> **PROBLEM TO SOLVE**
Rewrite the listing below as a numbered list with one line per entry, leaving out any blank lines.

> **STORED RECORDS**
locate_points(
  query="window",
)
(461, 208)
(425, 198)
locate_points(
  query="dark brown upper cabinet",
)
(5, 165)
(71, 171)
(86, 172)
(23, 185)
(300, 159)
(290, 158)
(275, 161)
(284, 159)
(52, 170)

> **RESPONSE BELOW**
1. locate_points(
2.   query="window",
3. )
4. (461, 208)
5. (425, 198)
6. locate_points(
7.   query="dark brown upper cabinet",
8. )
9. (5, 165)
10. (71, 171)
11. (86, 172)
12. (23, 185)
13. (300, 159)
14. (290, 158)
15. (275, 161)
16. (284, 159)
17. (52, 170)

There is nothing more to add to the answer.